Copy the data entries below line for line, with no changes.

* Begin INFORMATION GIVEN *

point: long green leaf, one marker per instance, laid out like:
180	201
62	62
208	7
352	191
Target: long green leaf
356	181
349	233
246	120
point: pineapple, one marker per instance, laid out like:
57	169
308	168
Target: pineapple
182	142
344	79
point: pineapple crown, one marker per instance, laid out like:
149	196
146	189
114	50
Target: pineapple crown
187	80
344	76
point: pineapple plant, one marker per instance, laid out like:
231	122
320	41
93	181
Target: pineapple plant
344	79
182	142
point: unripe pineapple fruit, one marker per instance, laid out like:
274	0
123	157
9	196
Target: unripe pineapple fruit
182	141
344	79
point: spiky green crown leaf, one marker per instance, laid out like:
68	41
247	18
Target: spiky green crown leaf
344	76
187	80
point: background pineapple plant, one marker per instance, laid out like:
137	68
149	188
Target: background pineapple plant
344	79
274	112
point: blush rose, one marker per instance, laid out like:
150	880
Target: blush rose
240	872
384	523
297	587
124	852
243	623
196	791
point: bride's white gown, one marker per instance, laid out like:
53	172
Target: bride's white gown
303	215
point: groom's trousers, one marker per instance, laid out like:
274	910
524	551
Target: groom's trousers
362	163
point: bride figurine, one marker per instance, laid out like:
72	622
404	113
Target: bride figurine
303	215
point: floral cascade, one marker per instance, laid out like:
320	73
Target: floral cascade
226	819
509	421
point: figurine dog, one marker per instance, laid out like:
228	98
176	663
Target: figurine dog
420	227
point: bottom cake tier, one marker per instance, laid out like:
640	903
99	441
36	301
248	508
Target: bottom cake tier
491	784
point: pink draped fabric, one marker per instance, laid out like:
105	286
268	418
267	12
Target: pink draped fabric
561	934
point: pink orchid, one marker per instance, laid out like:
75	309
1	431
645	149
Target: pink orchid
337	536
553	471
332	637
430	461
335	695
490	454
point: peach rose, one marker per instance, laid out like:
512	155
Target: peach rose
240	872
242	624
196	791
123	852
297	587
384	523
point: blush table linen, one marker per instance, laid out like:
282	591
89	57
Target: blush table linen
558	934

* End INFORMATION GIVEN *

> FINAL ANSWER:
point: long green leaf, one marker per instance, laid out like:
180	201
62	62
208	7
352	191
Target: long green leaf
356	181
349	233
246	120
point: pineapple, one marker per instance, laid out like:
57	169
308	168
Target: pineapple
182	142
344	79
point: pineapple crown, one marker per instance, laid out like:
149	196
146	189
114	50
Target: pineapple crown
187	80
344	76
point: pineapple plant, one marker per instance, laid out like:
231	122
320	41
93	181
Target: pineapple plant
344	79
182	142
point: unripe pineapple fruit, one marker per instance, laid out like:
274	0
123	157
9	196
Target: unripe pineapple fruit
182	141
344	79
point: spiky green crown leaf, one marker per instance, laid out like:
68	41
247	18
Target: spiky green crown leaf
344	76
187	80
point: background pineapple plant, one marker per instance, laid out like:
137	68
149	188
Target: background pineapple plant
344	79
274	112
point: blush rose, one marker per instance, laid out like:
150	880
Target: blush rose
240	872
384	523
297	587
124	852
243	623
196	791
point: bride's white gown, one marker per instance, laid out like:
53	172
Target: bride's white gown
303	215
point: groom's trousers, one marker per instance, laid out like:
274	910
524	551
Target: groom's trousers
362	163
point: bride figurine, one marker per instance, laid out like:
72	622
404	113
Target: bride figurine
303	215
point: floral cascade, one marker per instance, laid out like:
320	73
Target: floral cascade
226	819
509	421
point: figurine dog, one marker per instance, laid out like:
228	98
176	663
Target: figurine dog
420	227
point: bottom cake tier, one marker per instance, laid out like:
640	903
99	441
36	301
248	508
Target: bottom cake tier
491	784
point: pink draped fabric, one marker per instance, laid out like:
105	286
268	418
267	12
Target: pink draped fabric
561	934
point: pink orchid, one marker per instance, laid out like:
75	309
1	431
645	149
Target: pink orchid
337	536
553	471
332	637
430	461
335	695
490	454
point: peach rose, one marker per instance, laid out like:
512	155
Target: peach rose
240	872
242	624
196	791
123	852
297	587
384	523
point: blush table linen, one marker per instance, laid out like:
282	591
89	57
Target: blush table linen
558	934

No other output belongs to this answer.